*EXERCISE*. Without any images, write the data out exactly as it appears.

(Natural language region descriptions)
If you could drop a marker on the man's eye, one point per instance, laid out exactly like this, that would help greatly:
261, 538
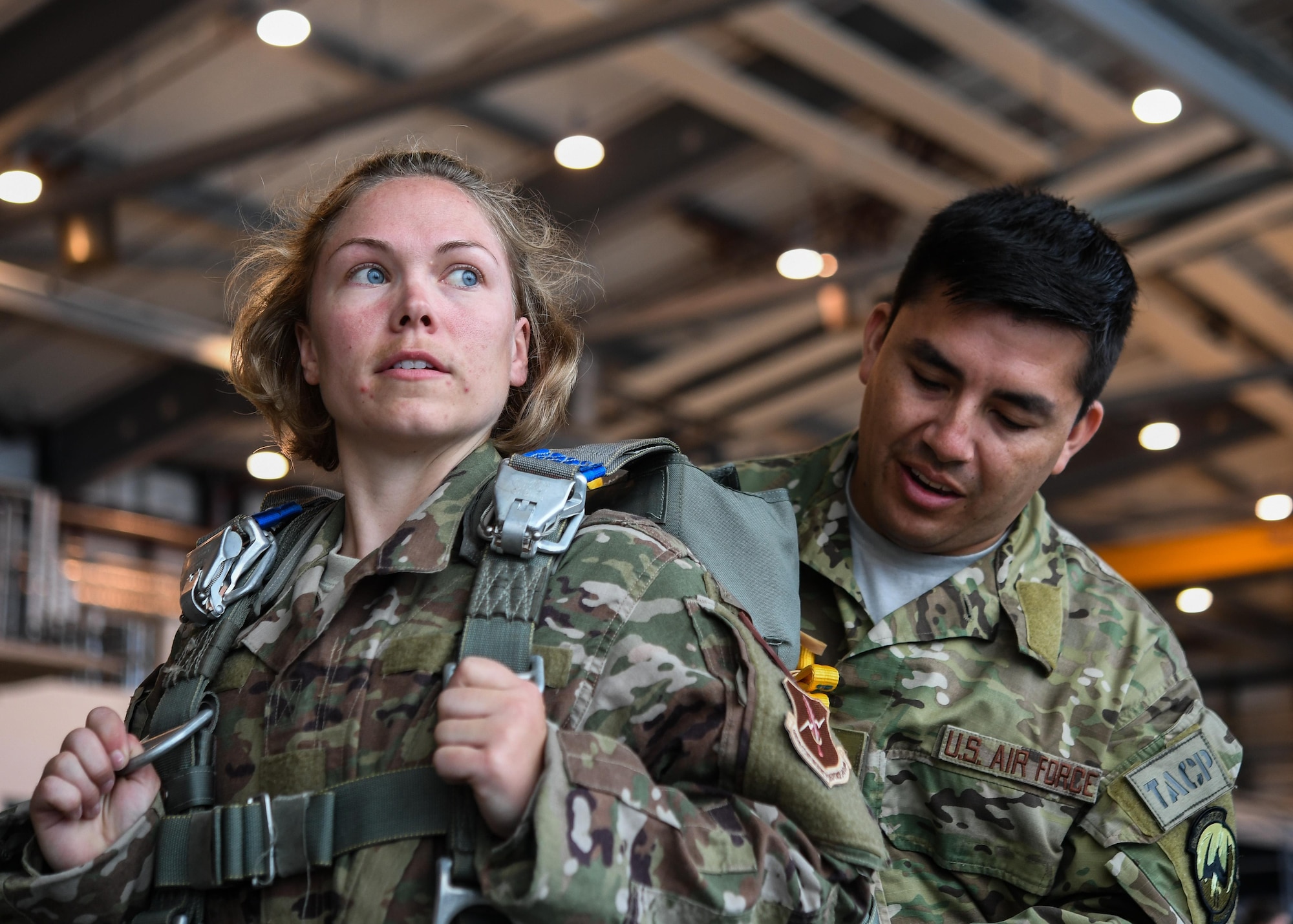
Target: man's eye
464, 277
1012, 425
369, 276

*ANSWER BOX*.
If you could drop a marker on the man's eye, one point per instance, laid out exactly like this, that would help greatly:
261, 538
Target: man's eye
464, 277
1012, 425
369, 276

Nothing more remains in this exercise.